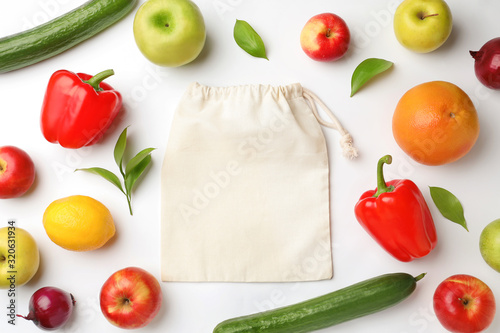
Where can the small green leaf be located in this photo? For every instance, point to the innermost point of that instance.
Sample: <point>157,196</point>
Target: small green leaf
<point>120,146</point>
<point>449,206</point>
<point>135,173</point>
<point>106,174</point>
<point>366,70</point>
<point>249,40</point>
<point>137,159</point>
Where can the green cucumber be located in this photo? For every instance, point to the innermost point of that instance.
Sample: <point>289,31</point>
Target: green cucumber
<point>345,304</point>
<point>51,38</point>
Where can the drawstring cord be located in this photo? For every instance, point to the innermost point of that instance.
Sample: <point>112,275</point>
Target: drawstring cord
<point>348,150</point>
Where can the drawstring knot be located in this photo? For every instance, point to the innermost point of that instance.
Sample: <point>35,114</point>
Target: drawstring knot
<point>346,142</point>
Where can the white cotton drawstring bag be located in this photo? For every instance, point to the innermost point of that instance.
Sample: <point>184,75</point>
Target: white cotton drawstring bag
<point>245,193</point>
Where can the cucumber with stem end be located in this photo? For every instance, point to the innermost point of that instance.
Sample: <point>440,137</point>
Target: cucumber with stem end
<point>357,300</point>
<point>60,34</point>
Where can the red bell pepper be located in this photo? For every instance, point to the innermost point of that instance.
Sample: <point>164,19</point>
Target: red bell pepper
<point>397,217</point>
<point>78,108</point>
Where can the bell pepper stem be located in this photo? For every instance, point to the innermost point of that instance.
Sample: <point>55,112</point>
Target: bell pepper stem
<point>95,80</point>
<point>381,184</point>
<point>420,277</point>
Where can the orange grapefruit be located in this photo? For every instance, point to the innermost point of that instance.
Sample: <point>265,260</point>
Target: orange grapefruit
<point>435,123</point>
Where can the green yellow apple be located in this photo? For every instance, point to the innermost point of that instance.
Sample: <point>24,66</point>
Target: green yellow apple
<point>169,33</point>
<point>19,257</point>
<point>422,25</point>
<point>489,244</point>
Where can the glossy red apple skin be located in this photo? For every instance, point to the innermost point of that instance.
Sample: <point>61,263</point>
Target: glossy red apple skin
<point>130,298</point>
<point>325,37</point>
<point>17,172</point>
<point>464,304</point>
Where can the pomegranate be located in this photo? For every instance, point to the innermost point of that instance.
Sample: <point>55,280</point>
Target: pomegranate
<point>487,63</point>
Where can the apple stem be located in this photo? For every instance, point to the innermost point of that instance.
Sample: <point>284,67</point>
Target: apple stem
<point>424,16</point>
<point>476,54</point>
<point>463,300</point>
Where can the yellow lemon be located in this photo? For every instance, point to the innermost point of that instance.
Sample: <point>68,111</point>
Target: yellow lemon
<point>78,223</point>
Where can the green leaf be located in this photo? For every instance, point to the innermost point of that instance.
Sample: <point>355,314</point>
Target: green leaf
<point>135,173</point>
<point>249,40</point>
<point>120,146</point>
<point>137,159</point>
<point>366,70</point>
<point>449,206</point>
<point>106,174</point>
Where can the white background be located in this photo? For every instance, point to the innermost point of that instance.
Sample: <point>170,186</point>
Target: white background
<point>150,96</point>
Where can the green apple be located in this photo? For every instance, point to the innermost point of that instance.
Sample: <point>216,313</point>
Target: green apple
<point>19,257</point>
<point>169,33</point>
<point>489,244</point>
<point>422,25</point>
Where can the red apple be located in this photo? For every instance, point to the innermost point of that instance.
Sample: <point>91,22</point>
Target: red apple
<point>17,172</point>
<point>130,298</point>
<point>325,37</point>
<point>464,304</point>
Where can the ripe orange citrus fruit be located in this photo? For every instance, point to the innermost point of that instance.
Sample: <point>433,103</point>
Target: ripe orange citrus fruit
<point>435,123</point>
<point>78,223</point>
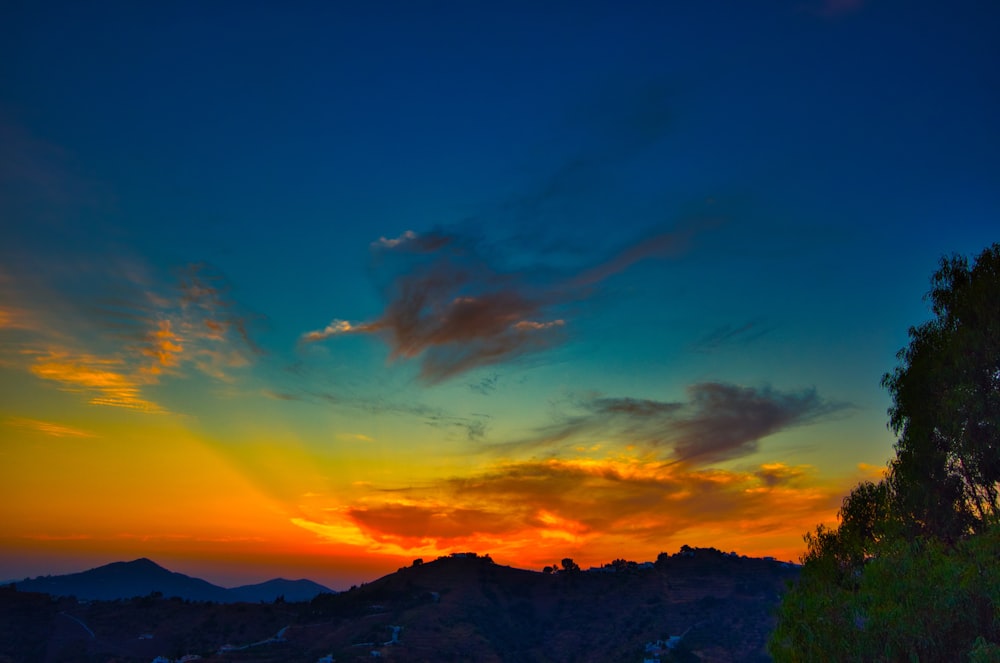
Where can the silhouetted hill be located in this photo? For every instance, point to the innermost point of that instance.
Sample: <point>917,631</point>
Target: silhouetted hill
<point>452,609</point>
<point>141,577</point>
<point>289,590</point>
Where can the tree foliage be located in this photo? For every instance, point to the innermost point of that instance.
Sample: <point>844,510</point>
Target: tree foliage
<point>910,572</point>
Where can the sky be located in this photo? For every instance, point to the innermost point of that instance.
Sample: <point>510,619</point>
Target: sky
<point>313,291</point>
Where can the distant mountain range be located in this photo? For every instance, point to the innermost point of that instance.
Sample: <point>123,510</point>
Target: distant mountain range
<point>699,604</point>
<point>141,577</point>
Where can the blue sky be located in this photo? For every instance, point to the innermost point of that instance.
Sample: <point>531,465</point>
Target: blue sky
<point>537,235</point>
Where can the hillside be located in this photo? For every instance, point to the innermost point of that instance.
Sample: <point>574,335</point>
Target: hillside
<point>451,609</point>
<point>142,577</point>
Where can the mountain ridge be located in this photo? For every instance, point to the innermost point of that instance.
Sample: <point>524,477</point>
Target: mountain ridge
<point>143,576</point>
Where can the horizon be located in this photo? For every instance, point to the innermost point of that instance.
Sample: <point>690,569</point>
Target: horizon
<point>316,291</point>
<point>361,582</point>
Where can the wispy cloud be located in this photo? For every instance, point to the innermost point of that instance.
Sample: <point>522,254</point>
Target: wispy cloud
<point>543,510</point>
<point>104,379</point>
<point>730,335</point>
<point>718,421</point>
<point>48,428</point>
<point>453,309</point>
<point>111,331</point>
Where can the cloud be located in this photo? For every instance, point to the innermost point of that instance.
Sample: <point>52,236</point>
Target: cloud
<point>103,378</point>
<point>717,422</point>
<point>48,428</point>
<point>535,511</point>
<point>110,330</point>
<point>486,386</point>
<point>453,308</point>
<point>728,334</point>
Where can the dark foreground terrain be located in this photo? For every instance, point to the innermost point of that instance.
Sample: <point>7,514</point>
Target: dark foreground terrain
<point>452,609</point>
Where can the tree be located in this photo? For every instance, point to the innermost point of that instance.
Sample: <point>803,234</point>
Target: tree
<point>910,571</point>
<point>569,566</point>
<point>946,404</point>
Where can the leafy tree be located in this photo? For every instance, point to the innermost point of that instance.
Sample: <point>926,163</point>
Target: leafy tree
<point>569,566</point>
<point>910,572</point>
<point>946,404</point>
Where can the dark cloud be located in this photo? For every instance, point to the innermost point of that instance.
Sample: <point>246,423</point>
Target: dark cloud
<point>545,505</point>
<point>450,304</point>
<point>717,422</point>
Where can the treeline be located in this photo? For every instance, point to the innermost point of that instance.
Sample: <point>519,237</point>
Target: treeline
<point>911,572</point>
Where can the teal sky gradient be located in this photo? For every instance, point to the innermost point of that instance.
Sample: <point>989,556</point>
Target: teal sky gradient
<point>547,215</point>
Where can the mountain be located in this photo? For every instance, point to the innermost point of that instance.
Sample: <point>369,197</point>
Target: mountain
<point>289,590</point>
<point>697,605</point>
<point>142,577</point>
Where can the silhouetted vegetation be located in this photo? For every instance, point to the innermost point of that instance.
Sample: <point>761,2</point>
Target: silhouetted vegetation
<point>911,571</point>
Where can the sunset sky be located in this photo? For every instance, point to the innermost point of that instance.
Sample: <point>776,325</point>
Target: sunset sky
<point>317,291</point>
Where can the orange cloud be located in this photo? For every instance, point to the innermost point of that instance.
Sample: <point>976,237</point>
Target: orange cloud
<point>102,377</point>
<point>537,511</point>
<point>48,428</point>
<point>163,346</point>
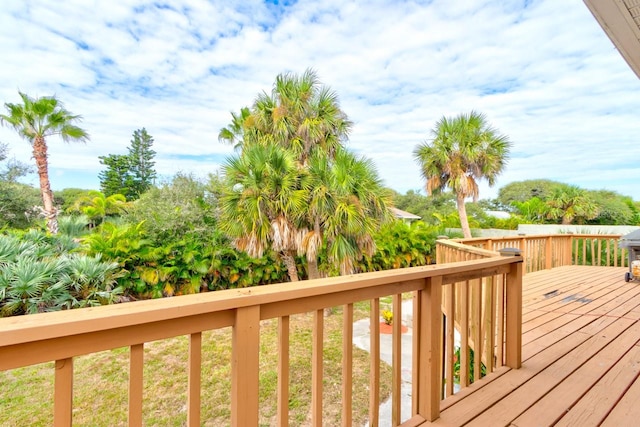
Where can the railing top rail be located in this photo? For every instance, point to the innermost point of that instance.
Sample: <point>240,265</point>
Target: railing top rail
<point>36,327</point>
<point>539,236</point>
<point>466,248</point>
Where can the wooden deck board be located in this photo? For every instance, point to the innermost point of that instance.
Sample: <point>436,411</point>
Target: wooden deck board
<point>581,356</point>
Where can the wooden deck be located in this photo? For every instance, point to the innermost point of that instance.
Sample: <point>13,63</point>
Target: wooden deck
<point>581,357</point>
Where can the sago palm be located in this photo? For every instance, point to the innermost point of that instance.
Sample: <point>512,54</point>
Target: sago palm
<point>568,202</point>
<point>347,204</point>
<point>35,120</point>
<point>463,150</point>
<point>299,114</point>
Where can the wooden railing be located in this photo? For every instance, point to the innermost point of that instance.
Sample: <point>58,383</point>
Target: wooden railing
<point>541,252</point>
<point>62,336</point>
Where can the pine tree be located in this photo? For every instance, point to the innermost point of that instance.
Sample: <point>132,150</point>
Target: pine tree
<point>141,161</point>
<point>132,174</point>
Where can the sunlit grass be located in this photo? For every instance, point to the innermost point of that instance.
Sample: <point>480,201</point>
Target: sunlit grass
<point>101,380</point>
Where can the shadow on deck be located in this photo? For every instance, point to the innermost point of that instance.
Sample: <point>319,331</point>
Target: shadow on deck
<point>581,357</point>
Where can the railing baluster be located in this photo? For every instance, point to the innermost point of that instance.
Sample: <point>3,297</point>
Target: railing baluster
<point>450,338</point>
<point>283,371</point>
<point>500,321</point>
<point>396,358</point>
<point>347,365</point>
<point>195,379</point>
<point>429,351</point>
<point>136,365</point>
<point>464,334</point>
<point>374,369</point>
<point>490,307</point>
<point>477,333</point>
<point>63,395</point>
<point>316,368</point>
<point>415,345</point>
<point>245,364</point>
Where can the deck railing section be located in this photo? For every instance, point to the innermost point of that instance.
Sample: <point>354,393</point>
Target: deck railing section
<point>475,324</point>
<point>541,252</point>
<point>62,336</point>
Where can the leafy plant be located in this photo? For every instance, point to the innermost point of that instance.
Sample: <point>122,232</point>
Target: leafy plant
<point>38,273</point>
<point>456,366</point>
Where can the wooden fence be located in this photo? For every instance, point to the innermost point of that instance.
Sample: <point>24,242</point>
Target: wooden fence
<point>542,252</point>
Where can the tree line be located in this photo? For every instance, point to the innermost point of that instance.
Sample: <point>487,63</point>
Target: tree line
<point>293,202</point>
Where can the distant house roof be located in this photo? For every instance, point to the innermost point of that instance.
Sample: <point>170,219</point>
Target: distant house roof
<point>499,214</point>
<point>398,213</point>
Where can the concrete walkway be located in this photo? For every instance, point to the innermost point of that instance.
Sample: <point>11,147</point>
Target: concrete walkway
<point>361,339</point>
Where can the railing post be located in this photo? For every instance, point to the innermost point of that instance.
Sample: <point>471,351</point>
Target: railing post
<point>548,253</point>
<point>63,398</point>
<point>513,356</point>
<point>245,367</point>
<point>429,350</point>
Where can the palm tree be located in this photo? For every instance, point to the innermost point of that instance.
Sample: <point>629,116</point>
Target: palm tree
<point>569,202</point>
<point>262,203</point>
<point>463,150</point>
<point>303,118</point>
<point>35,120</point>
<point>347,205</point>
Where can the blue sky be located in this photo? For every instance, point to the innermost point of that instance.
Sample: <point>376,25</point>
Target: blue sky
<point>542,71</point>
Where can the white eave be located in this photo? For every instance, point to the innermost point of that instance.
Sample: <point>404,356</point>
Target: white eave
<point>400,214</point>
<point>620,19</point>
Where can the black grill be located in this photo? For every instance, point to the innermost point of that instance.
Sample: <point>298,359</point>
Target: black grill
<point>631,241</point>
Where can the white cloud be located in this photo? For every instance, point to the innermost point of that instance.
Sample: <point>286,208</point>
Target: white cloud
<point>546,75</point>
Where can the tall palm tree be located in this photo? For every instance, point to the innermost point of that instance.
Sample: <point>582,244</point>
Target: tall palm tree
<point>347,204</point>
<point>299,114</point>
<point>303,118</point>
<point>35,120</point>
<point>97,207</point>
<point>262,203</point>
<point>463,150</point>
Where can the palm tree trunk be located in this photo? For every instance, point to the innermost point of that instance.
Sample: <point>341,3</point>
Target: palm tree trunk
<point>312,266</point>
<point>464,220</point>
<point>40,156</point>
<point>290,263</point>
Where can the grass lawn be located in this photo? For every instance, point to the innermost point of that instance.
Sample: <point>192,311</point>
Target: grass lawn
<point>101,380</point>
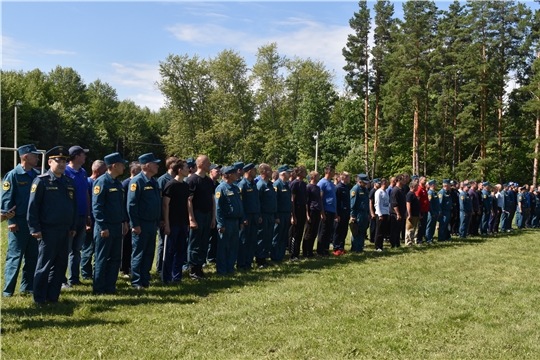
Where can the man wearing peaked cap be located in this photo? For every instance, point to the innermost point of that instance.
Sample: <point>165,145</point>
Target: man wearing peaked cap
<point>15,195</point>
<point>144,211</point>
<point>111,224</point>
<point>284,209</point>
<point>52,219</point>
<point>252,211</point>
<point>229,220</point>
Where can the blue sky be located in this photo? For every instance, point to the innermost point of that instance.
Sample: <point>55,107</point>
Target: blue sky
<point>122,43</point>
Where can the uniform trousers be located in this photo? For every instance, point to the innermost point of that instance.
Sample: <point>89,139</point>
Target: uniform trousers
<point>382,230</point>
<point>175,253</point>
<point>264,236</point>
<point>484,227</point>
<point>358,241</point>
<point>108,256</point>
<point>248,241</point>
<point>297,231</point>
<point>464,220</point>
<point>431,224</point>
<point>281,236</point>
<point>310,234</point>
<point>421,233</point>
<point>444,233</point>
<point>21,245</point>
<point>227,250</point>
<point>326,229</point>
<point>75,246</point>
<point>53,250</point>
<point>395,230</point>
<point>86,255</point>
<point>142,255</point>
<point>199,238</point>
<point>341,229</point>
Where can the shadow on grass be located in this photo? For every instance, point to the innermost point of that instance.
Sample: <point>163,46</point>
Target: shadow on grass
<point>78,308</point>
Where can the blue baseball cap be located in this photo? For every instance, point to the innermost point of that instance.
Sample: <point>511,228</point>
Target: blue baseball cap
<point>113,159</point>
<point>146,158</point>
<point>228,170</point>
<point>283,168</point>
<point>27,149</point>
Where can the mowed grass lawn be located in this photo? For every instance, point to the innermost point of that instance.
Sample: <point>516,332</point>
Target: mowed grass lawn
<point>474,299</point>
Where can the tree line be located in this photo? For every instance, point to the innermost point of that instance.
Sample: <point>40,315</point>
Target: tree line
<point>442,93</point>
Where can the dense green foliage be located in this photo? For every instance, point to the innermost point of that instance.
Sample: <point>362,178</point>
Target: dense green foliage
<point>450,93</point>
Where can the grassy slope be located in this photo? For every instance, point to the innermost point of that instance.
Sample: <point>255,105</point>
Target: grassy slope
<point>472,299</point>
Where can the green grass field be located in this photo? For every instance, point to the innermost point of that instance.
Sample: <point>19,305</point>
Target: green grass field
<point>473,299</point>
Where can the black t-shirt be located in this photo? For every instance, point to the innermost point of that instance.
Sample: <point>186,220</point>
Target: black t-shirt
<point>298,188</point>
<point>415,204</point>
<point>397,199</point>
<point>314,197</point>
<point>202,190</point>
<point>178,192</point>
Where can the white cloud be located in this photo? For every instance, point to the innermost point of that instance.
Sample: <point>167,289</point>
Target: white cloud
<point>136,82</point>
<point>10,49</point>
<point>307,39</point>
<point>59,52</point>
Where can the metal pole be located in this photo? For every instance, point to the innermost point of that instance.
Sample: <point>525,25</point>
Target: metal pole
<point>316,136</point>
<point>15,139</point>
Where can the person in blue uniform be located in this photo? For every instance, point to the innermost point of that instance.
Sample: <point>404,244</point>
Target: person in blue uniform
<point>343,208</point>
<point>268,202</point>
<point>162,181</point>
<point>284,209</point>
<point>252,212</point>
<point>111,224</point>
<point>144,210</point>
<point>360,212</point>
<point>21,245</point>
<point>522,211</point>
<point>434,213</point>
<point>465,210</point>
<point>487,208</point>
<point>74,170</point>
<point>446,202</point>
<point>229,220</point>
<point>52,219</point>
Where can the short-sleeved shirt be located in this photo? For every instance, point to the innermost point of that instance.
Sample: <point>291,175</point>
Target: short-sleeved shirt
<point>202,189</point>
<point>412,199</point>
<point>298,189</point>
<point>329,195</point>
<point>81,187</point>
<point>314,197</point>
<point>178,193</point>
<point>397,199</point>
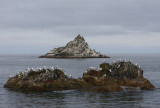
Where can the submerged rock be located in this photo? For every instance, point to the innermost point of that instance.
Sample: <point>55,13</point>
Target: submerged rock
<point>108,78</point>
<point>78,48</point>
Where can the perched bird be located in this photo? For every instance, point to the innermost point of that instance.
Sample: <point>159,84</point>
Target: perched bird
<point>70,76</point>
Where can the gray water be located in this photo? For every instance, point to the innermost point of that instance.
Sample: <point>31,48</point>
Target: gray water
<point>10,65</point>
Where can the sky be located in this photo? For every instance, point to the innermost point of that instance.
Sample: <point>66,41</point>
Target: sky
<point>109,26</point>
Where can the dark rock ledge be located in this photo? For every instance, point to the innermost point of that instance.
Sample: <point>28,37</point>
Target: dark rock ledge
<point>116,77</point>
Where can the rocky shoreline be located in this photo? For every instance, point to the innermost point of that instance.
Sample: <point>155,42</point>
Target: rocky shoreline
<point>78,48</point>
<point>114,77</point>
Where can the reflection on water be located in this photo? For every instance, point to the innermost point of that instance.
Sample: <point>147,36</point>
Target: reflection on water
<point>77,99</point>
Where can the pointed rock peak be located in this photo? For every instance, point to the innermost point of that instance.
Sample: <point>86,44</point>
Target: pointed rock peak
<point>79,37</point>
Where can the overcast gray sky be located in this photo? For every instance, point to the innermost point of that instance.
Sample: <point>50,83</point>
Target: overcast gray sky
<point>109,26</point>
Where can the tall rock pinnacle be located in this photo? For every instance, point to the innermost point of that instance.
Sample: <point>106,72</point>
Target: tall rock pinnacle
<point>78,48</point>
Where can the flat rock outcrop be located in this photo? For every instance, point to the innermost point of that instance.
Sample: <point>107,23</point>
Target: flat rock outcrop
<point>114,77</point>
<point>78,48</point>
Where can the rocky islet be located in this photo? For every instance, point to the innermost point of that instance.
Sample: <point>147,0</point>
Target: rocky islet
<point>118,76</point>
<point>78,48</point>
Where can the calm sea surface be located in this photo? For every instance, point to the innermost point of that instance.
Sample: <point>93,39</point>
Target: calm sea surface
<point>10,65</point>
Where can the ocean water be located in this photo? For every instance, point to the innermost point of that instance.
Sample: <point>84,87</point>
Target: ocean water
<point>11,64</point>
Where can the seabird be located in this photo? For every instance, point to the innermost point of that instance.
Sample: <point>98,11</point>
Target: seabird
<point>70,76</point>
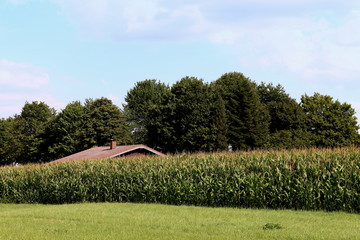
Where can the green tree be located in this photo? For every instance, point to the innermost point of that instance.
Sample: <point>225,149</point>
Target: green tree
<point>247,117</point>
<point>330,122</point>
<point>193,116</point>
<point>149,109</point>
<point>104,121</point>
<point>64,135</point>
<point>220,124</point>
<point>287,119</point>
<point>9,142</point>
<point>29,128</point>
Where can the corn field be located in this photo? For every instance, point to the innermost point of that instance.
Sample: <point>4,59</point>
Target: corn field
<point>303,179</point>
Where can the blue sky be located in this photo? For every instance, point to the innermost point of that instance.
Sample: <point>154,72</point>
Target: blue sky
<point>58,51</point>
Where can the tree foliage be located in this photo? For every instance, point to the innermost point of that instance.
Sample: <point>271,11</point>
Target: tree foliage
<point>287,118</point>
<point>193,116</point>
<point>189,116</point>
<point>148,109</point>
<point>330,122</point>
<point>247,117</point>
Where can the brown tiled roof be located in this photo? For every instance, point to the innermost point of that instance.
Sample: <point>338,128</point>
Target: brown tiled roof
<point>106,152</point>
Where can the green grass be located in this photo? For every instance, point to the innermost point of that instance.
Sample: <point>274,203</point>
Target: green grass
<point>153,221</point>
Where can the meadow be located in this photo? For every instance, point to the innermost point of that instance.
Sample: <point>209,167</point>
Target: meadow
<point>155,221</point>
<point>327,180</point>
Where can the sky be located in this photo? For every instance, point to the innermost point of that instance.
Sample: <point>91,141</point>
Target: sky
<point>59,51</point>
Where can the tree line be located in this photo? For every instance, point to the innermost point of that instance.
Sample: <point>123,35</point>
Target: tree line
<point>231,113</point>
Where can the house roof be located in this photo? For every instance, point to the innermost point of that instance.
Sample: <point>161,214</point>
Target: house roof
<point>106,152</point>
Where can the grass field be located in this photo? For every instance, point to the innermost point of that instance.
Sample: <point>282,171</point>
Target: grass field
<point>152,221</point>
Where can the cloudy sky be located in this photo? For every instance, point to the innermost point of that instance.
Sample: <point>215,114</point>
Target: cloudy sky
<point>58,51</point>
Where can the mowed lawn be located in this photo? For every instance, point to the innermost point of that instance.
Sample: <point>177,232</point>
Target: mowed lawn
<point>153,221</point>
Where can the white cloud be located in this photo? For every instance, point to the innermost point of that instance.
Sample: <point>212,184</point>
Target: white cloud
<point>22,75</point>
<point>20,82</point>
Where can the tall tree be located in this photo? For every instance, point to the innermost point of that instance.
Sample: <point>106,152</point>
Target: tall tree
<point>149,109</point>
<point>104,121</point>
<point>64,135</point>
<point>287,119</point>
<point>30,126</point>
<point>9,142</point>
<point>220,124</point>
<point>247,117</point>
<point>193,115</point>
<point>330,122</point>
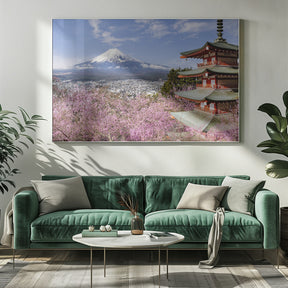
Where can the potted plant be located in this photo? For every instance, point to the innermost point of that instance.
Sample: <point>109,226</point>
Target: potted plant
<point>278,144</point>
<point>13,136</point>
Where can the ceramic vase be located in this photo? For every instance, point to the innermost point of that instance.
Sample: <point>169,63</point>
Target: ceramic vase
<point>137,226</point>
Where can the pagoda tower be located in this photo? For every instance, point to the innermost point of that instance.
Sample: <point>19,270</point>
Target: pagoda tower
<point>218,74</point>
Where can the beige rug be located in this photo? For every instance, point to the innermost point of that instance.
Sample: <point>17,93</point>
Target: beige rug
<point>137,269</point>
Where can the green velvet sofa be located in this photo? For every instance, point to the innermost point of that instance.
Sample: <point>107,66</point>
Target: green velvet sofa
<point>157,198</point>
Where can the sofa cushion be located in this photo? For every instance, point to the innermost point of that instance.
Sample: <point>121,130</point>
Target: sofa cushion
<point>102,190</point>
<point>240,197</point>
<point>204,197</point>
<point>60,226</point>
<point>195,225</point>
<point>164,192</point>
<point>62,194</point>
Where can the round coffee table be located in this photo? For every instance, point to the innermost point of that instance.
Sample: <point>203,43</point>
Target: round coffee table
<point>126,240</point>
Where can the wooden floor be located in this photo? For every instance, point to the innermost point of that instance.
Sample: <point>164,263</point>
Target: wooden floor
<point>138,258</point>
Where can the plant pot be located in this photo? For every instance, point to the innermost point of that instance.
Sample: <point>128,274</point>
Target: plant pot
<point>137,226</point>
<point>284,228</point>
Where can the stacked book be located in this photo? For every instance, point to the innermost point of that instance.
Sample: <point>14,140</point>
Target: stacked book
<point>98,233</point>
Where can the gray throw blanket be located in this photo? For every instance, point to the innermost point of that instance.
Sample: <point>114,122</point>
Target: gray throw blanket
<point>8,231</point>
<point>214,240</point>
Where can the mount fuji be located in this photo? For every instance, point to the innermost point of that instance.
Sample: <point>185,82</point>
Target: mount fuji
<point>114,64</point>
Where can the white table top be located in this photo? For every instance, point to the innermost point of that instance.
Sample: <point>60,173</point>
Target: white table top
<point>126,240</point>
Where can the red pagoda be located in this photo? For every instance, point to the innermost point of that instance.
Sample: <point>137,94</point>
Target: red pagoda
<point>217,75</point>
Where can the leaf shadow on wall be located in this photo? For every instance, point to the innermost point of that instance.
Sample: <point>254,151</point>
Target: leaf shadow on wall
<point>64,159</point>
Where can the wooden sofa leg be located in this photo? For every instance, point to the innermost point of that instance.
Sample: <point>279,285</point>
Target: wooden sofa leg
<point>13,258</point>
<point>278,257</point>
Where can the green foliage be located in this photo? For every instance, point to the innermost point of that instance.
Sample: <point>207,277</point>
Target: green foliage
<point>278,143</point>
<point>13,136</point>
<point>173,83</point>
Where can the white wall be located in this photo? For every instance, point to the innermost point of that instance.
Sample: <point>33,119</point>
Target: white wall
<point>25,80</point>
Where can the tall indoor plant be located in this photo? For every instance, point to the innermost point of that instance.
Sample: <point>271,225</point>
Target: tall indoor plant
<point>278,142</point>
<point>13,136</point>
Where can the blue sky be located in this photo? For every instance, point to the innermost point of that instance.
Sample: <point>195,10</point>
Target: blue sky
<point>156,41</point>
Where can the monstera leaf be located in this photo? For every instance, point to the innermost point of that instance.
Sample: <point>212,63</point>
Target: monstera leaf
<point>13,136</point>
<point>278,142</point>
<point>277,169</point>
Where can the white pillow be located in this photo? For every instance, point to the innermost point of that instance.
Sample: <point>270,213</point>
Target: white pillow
********
• **Set exercise**
Recast the part of the records that opens with the line containing "Where can the potted" and closes with the line containing "<point>138,258</point>" as a Markdown table with the columns Row and Line, one numbered row per line and blank lines omitted.

• **Complete output**
| Row | Line |
|---|---|
| 1 | Where can the potted plant be located in this photo? For every instance, point to the innermost point of that instance. |
| 2 | Sample: <point>109,226</point> |
| 3 | Target: potted plant |
| 4 | <point>278,144</point> |
| 5 | <point>13,136</point> |
| 6 | Where can the ceramic vase be located in this photo? For every instance, point to the innermost point of that instance. |
| 7 | Sample: <point>169,63</point> |
| 8 | Target: ceramic vase |
| 9 | <point>137,226</point> |
| 10 | Where can the pagoda tower be located in this photo? For every instance, point to the innermost point of that instance. |
| 11 | Sample: <point>19,270</point> |
| 12 | Target: pagoda tower |
| 13 | <point>218,74</point> |
| 14 | Where can the beige rug be located in this photo? For every instance, point to the innermost point of that instance. |
| 15 | Sample: <point>17,93</point> |
| 16 | Target: beige rug |
| 17 | <point>137,269</point> |
| 18 | Where can the green velvet sofa be located in this photo? For every instance, point to the innermost point of that instance. |
| 19 | Sample: <point>107,66</point> |
| 20 | Target: green velvet sofa |
| 21 | <point>157,198</point> |
| 22 | Where can the sofa cushion be located in this photo? For every instance, point to the innermost point of that instance. |
| 23 | Sample: <point>121,130</point> |
| 24 | Target: sofa cushion |
| 25 | <point>102,190</point> |
| 26 | <point>240,197</point> |
| 27 | <point>204,197</point> |
| 28 | <point>60,226</point> |
| 29 | <point>195,225</point> |
| 30 | <point>164,192</point> |
| 31 | <point>62,194</point> |
| 32 | Where can the round coffee table be located in this photo? For every instance, point to the innermost point of that instance. |
| 33 | Sample: <point>203,43</point> |
| 34 | Target: round coffee table |
| 35 | <point>126,240</point> |
| 36 | Where can the wooden floor be located in this photo? For every instance, point to the innermost point of that instance. |
| 37 | Sample: <point>164,263</point> |
| 38 | Target: wooden floor |
| 39 | <point>138,258</point> |